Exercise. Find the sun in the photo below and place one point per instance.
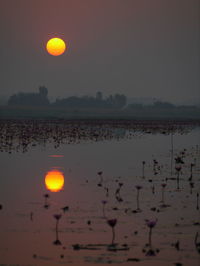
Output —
(54, 180)
(56, 46)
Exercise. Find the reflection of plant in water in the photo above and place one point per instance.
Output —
(191, 172)
(112, 223)
(104, 202)
(143, 164)
(197, 207)
(163, 196)
(101, 178)
(57, 217)
(137, 198)
(46, 205)
(151, 252)
(197, 244)
(178, 169)
(191, 187)
(117, 193)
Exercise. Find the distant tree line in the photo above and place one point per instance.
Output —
(116, 101)
(30, 99)
(40, 99)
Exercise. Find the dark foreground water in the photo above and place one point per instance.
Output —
(117, 175)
----
# [Objective]
Rewrite the data above with every "photo" changed to "image" and all other text left as is. Omit the pictures from your output.

# [Result of the exercise]
Exercise. Find the sun in the image below and place one point per instance.
Output —
(54, 180)
(56, 46)
Exercise. Find the reflection of plant in water in the image above and place one point per instance.
Output —
(191, 172)
(112, 223)
(104, 202)
(143, 164)
(197, 207)
(163, 196)
(101, 178)
(57, 217)
(137, 198)
(46, 205)
(151, 252)
(197, 244)
(178, 169)
(191, 187)
(117, 193)
Exercise. Find the distant tree line in the image above and place one point per instance.
Output —
(116, 101)
(30, 99)
(40, 99)
Exercise. Find the dark foreground water in the image above and place one point per instance.
Output —
(117, 175)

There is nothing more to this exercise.